> _Required work_: Output each entry verbatim and exclude every picture from it.
<<<<
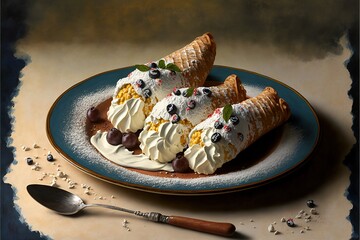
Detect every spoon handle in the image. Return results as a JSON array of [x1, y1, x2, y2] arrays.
[[89, 203, 236, 236], [135, 211, 236, 236], [167, 216, 236, 236]]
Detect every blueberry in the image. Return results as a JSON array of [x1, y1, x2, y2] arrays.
[[122, 132, 140, 150], [143, 88, 152, 98], [230, 116, 240, 125], [166, 104, 177, 115], [286, 218, 296, 227], [173, 89, 181, 96], [150, 63, 157, 68], [187, 100, 196, 109], [171, 156, 190, 173], [46, 153, 54, 162], [86, 107, 100, 123], [106, 128, 123, 146], [171, 113, 180, 123], [149, 69, 160, 79], [203, 88, 212, 97], [194, 89, 201, 96], [26, 157, 34, 165], [306, 200, 316, 208], [238, 133, 244, 142], [136, 79, 145, 88], [211, 133, 221, 143], [214, 121, 224, 129]]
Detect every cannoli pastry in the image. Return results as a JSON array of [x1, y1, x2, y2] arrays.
[[107, 33, 216, 132], [139, 75, 246, 163], [184, 87, 291, 174]]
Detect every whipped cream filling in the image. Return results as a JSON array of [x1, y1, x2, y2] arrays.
[[184, 104, 251, 174], [90, 131, 174, 172], [108, 64, 186, 132], [184, 128, 225, 174], [139, 122, 188, 163], [107, 98, 145, 132]]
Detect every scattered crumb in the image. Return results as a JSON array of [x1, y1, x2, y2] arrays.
[[310, 208, 319, 215], [21, 146, 30, 152], [122, 219, 130, 232], [268, 224, 275, 232]]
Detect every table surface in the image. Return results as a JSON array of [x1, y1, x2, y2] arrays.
[[4, 3, 355, 240]]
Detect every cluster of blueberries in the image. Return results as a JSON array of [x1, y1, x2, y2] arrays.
[[166, 88, 212, 123], [211, 115, 243, 143]]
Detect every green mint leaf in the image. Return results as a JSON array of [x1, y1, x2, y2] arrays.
[[135, 64, 150, 72], [158, 59, 166, 69], [223, 104, 232, 122], [185, 88, 194, 97], [166, 63, 181, 72]]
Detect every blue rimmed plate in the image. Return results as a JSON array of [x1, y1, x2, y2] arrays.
[[46, 66, 320, 195]]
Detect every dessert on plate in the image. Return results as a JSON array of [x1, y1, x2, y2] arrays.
[[184, 87, 291, 174], [107, 33, 216, 133], [139, 74, 246, 163]]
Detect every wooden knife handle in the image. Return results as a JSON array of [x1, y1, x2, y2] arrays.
[[167, 216, 236, 236]]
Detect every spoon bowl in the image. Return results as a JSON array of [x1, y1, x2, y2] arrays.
[[26, 184, 86, 215], [26, 184, 236, 236]]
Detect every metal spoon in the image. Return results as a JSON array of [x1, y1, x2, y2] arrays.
[[27, 184, 236, 236]]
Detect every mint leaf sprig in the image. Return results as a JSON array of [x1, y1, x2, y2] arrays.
[[223, 104, 233, 122], [135, 59, 181, 72]]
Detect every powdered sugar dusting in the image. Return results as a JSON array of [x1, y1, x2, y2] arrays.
[[64, 86, 303, 191]]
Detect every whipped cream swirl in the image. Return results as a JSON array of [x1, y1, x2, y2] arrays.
[[107, 98, 145, 132], [108, 64, 186, 132], [90, 131, 174, 172], [139, 122, 187, 163]]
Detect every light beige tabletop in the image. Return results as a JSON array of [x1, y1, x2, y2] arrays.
[[5, 1, 355, 240]]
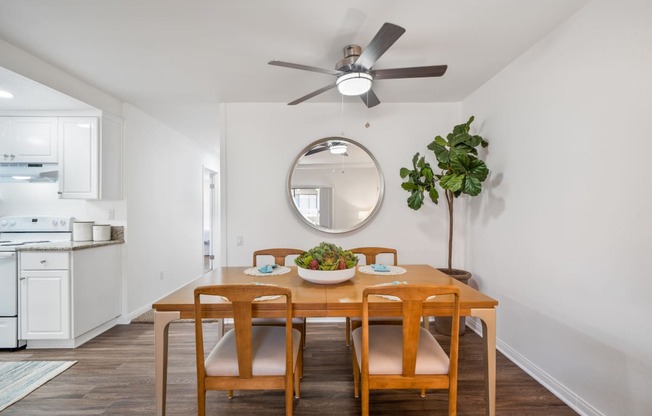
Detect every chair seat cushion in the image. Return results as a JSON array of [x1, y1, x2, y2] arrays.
[[251, 317, 303, 326], [352, 325, 449, 374], [205, 326, 301, 376], [351, 316, 403, 325]]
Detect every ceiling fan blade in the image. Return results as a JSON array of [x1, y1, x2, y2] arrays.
[[360, 90, 380, 108], [288, 83, 335, 105], [371, 65, 448, 80], [304, 146, 328, 156], [268, 61, 344, 76], [355, 23, 405, 69]]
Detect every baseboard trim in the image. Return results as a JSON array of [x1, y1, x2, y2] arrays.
[[466, 317, 606, 416]]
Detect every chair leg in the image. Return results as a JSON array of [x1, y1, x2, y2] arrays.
[[301, 318, 308, 350], [294, 353, 303, 399], [285, 381, 293, 416], [448, 381, 457, 416], [362, 377, 369, 416], [197, 390, 206, 416], [351, 347, 360, 399]]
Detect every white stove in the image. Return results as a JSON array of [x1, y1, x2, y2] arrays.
[[0, 216, 73, 349]]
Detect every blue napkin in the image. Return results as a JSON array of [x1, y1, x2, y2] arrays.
[[258, 264, 276, 273]]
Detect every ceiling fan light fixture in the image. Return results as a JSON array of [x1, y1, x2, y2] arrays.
>>>>
> _Final result_:
Detect every spoon handle in the image. Return results as a JSON array of [x1, y1, x2, y2] arrays.
[[89, 203, 236, 236], [135, 211, 236, 236], [167, 216, 236, 236]]
Detect every blueberry in the image. Return results as a JSON array of [x1, y1, x2, y2] arrays.
[[122, 132, 140, 150], [143, 88, 152, 98], [230, 116, 240, 125], [166, 104, 177, 115], [286, 218, 296, 227], [173, 89, 181, 96], [150, 63, 157, 68], [187, 100, 196, 109], [171, 156, 190, 173], [46, 153, 54, 162], [86, 107, 100, 123], [106, 128, 123, 146], [171, 113, 180, 123], [149, 69, 160, 79], [203, 88, 212, 97], [194, 89, 201, 96], [26, 157, 34, 165], [306, 200, 316, 208], [238, 133, 244, 142], [136, 79, 145, 88], [211, 133, 221, 143], [214, 121, 224, 129]]
Detect every cannoli pastry in the image. Return results as a JSON array of [x1, y1, x2, y2] arrays.
[[107, 33, 216, 132], [139, 75, 246, 163], [184, 87, 291, 174]]
Detect every whipped cream filling in the image. Return results as a JSON array of [x1, y1, x2, y2] arrays.
[[184, 104, 251, 174], [90, 131, 174, 172], [108, 64, 186, 132], [184, 128, 225, 174], [139, 122, 188, 163], [107, 98, 145, 132]]
Detect every scattered crumb in the image. Return results as a JSON array of [x1, y1, x2, y2] arrays.
[[310, 208, 319, 215], [21, 146, 30, 152], [122, 219, 130, 232], [268, 224, 275, 232]]
Detect every table surface in the image. Return results as a JSON array of [x1, y1, x2, y2] arrays.
[[4, 3, 355, 240]]
Detect every cluster of blueberries in the image. Return results as a JSON array of [x1, y1, x2, y2] arrays.
[[166, 88, 212, 123], [211, 115, 243, 143]]
Detect every green mint leaf in the image. Return results as a JSON array of [x1, y1, x2, y2] arrays.
[[135, 64, 150, 72], [158, 59, 166, 69], [223, 104, 232, 122], [185, 88, 194, 97], [166, 63, 181, 72]]
Detect every blue rimmed plate in the image. Return results as a JSON array of [x1, y1, x2, y2] arrays.
[[46, 66, 320, 195]]
Detect every dessert on plate in the image. Return results as a JSON array of [x1, y1, x2, y2] arrays.
[[184, 87, 291, 174], [107, 33, 216, 133], [139, 74, 246, 163]]
Detect every wooden knife handle in the image. Return results as a JSON array of [x1, y1, x2, y2] arrays.
[[167, 216, 236, 236]]
Detect every spoon bowl in the image. Return results as a JSON array of [x1, y1, x2, y2] arrays.
[[26, 184, 86, 215], [26, 184, 236, 236]]
Detect every metal spoon in the image. Return results as a JSON array of [x1, y1, x2, y2] arrays.
[[27, 184, 236, 236]]
Detect every mint leaf sprig in the image. Return results as a JSON array of [x1, y1, x2, y2] arrays.
[[223, 104, 233, 122], [135, 59, 181, 72]]
Detect every powdered sugar dusting in the image. Return results as a JSON array of [x1, y1, x2, y2] arrays.
[[64, 86, 303, 191]]
Detect every whipped cream swirl in the image. Return results as a JSON array of [x1, y1, x2, y2] arrays.
[[107, 98, 145, 132], [108, 64, 186, 132], [90, 131, 174, 172], [139, 122, 187, 163]]
Detect every light beige tabletop in the image. Return results as a JSON array of [x1, y1, x2, y2] arrays.
[[5, 1, 355, 240]]
Detect every chair seat cushion in the image. Return results as a JSON array of [x1, y1, x2, y2] arrays.
[[251, 317, 303, 326], [352, 325, 449, 374], [205, 326, 301, 376], [351, 316, 403, 325]]
Detect every ceiling fan blade in the image. Return results as a JSON array of [x1, y1, x2, y2] arrays.
[[360, 90, 380, 108], [288, 83, 335, 105], [371, 65, 448, 80], [304, 146, 328, 156], [268, 61, 344, 76], [355, 23, 405, 69]]
Detect every baseboard trim in the image. Return results as a JSON array of [x1, y1, x2, y2] arrays.
[[466, 317, 606, 416]]
Detect every chair leg in the image. Return results as a JSON array of [x1, y1, x2, y2] arrays.
[[301, 318, 308, 350], [294, 353, 303, 399], [285, 381, 293, 416], [448, 381, 457, 416], [362, 377, 369, 416], [197, 390, 206, 416], [351, 347, 360, 399]]
Detect every white stove in the image. Return results as a JSON array of [x1, y1, x2, y2] arrays.
[[0, 216, 73, 349]]
Detect every blue napkin in the image. Return results as a JSON array of [x1, y1, x2, y2] arrays.
[[258, 264, 276, 273]]
Detect every ceiling fan light fixture in the image. Return results as a JSON array of [x1, y1, x2, y2] arrays.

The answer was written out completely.